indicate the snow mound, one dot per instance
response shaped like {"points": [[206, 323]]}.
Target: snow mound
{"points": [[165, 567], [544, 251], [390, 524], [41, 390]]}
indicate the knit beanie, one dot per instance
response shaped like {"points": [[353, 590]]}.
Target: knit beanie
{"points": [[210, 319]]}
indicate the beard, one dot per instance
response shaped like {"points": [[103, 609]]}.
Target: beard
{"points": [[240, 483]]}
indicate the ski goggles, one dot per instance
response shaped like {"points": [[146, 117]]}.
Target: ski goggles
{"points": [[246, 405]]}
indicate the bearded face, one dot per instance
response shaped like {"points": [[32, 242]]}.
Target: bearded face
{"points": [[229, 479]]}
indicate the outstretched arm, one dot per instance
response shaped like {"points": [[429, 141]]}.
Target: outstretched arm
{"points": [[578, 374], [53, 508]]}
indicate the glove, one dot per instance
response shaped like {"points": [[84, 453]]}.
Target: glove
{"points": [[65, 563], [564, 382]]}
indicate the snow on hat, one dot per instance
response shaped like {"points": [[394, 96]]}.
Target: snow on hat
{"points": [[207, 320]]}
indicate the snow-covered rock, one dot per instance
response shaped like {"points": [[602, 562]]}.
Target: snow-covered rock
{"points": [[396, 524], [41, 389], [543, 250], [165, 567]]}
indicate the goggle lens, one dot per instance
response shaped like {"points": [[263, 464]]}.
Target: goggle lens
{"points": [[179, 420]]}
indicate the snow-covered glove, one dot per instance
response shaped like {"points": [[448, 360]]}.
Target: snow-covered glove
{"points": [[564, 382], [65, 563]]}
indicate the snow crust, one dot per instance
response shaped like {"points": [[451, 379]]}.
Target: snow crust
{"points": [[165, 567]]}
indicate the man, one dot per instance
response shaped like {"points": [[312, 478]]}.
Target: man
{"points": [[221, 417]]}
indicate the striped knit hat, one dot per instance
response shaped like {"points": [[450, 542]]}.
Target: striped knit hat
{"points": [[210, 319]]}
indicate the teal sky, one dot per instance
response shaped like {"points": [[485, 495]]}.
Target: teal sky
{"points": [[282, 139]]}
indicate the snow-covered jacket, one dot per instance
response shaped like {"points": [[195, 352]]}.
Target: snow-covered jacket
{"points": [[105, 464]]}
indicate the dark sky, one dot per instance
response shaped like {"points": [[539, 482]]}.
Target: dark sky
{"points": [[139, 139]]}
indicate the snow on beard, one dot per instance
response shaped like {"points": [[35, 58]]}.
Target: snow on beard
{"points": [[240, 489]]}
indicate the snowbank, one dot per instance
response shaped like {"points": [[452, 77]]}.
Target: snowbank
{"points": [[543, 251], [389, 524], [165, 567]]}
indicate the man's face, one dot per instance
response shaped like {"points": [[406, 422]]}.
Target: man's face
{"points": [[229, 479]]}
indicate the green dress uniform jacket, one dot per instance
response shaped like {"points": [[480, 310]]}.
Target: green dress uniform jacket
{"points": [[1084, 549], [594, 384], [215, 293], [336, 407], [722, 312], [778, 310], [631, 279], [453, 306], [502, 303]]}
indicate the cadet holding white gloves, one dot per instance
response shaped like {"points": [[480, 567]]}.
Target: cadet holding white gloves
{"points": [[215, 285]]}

Description of the task: Retype the material in full, character for character.

Answer to the exercise:
indicate the snow mound, one dot per instance
response shaped like {"points": [[206, 323]]}.
Target: snow mound
{"points": [[165, 567], [544, 251], [390, 524], [41, 390]]}
indicate the knit beanie, one dot per instance
response shaped like {"points": [[353, 590]]}.
Target: knit beanie
{"points": [[210, 319]]}
indicate the beard, one dot per instance
response shaped like {"points": [[103, 609]]}.
Target: beard
{"points": [[240, 483]]}
indicate the ski goggles, one dot per instance
response shaped like {"points": [[146, 117]]}.
Target: ski goggles
{"points": [[246, 405]]}
indicate the bearded face, one dot per instance
response shaped like {"points": [[32, 242]]}.
Target: bearded face
{"points": [[229, 479]]}
indicate the outstretched arm, one dot per instance
response shaped like {"points": [[429, 141]]}.
Target: outstretched arm
{"points": [[578, 374], [53, 508]]}
indicate the glove, one dot per instance
response shaped like {"points": [[84, 453]]}.
Target: glove
{"points": [[65, 563], [564, 382]]}
indicate the snow on hat, one dot per instance
response shaped like {"points": [[394, 96]]}.
Target: snow on hat
{"points": [[207, 320]]}
indicate the snow-covered rock, one dot per instance
response shaped like {"points": [[602, 562]]}.
Target: snow-covered rock
{"points": [[396, 524], [41, 389], [543, 250], [165, 567]]}
indicate the goggle lens, one dot per instance
response shaped like {"points": [[263, 464]]}.
Target: goggle lens
{"points": [[179, 420]]}
indicate the snow-covered glove, one dot per instance
response shaped like {"points": [[448, 360]]}.
Target: snow-covered glove
{"points": [[564, 382], [65, 563]]}
indicate the snow crust, one dot per instance
response shaped like {"points": [[451, 379]]}.
Target: snow crust
{"points": [[165, 567]]}
indicate the man, one dot per instance
response shaped like {"points": [[312, 478]]}.
Target: man
{"points": [[221, 417]]}
indicate the striped knit hat, one dot per instance
response shaped like {"points": [[450, 542]]}.
Target: striped knit hat
{"points": [[210, 319]]}
indicate the teal sky, one dot per instance
response shaped like {"points": [[485, 495]]}.
Target: teal sky
{"points": [[282, 139]]}
indicate the snow-covered jacket, one dot per instance
response shaped like {"points": [[195, 352]]}.
Target: snow-covered jacket
{"points": [[105, 464]]}
indicate the dark sky, one dot per instance
response shaped like {"points": [[539, 482]]}.
Target: dark sky
{"points": [[139, 139]]}
indicate the snow on beard, one dot per instance
response shaped like {"points": [[35, 58]]}.
Target: snow on beard
{"points": [[240, 489]]}
indicate the snowbank, one dot per instance
response shaped like {"points": [[452, 77]]}.
Target: snowbank
{"points": [[543, 251], [389, 524], [165, 567]]}
indicate the man's face, one dot per instance
response shaped like {"points": [[406, 422]]}.
Target: man's face
{"points": [[229, 479]]}
indicate the green dress uniform jacket, one dot per instance
response shaped like {"points": [[480, 310]]}.
Target: green dress uniform jacket
{"points": [[1084, 549], [594, 384], [215, 293], [336, 407], [722, 312], [778, 310], [631, 279], [453, 306], [502, 303]]}
indicate the cadet holding white gloves, one dot per instance
response shaped like {"points": [[480, 567]]}.
Target: cadet holding white gloves
{"points": [[215, 285]]}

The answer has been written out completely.